Task objective: Which varietals make up the coffee in the article on Kenya Lot 20?

***** Text extract *****

Article: Kenya Lot 20: an orange co-ferment and the story of the Ava mould

Kenya Lot 20: an orange co-ferment and the story of the Ava mould
Our next release is a Kenyan orange co-ferment from Lot 20, produced by Sidney Kibet and sourced through Omwani.
It is an anaerobic Arabica lot from Kenya, processed with orange and koji culture and cupped at 86. In the cup it is sweet, complex and orange-led, with dark chocolate, pecan and caramel underneath, all carried by a heavy, velvety body.
That tells you what it is, but the more interesting part is why it exists.
This coffee comes from a producer group that has been quietly pushing at the edges of Kenyan coffee processing, not for novelty but to build better value, better traceability and more options for the farmers they work with.
Coffee details
- Origin: Kenya
- Producer: Lot 20
- Harvest period: March to June 2025
- Species: Arabica
- Varietals: Batian and Ruiru 11
- Process: Anaerobic orange co-ferment
- Cup score: 86
- Cup profile: sweet orange, dark chocolate, pecan, caramel, heavy, velvety and complex
- Sourced through: Omwani
Lot 20 and Sidney Kibet

Lot 20 work with coffee producers from Kericho and Bomet, in the highlands west of Kenya's Rift Valley. Their focus is on transparent trade, fair treatment of producers and building a stronger route to market for coffees from their home region.
Much of Kenya's coffee has traditionally been sold through the Nairobi Coffee Exchange, where cooperatives and estates market coffee to exporters through auction. The system has helped build Kenya's reputation for exceptional coffee, but it can also place several steps between the farmer and the final buyer.

***** Dataset extract *****

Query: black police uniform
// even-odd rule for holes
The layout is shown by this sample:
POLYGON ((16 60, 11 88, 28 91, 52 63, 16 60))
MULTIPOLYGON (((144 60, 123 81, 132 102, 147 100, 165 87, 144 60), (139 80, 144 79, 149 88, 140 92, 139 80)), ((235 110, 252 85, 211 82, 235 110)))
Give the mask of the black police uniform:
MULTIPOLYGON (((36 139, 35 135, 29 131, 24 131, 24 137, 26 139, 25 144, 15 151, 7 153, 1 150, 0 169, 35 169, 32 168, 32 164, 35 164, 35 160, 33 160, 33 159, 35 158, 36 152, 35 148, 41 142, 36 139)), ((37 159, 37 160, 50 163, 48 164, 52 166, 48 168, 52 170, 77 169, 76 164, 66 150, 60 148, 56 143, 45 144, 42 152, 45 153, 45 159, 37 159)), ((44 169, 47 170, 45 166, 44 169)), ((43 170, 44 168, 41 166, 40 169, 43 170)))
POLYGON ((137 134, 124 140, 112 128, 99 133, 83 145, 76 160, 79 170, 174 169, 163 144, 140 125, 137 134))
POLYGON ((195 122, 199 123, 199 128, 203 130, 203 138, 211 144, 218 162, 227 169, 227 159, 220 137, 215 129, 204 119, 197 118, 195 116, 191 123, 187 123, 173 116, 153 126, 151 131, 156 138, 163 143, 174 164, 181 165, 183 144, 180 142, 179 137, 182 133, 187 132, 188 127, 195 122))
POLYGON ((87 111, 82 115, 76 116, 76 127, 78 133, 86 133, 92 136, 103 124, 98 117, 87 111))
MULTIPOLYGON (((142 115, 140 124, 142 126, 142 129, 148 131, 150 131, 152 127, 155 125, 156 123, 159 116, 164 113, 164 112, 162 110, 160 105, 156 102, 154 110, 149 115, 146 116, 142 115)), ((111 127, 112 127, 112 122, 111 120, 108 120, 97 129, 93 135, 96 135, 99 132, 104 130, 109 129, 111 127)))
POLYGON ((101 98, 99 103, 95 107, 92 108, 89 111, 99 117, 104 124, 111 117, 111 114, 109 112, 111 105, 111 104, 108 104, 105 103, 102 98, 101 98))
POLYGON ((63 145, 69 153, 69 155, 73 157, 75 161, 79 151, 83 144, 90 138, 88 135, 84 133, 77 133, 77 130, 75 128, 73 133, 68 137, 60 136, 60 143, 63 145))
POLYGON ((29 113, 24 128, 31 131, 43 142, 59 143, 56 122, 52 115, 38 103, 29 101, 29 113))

*****
***** Dataset extract *****

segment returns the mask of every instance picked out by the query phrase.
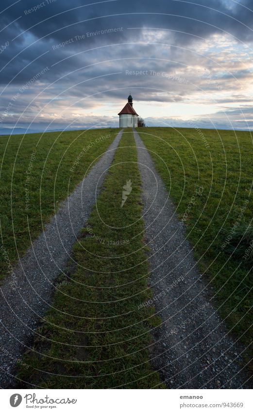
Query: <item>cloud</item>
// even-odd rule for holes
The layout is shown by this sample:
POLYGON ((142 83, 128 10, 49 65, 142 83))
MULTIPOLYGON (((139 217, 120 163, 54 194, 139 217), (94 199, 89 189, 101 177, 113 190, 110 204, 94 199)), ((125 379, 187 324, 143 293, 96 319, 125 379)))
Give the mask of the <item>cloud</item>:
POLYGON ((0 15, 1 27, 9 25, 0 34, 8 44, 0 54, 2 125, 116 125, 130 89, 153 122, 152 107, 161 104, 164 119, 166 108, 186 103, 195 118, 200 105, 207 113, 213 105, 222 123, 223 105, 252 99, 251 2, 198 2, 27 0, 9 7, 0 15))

*****

Solution for this problem: Batian and Ruiru 11.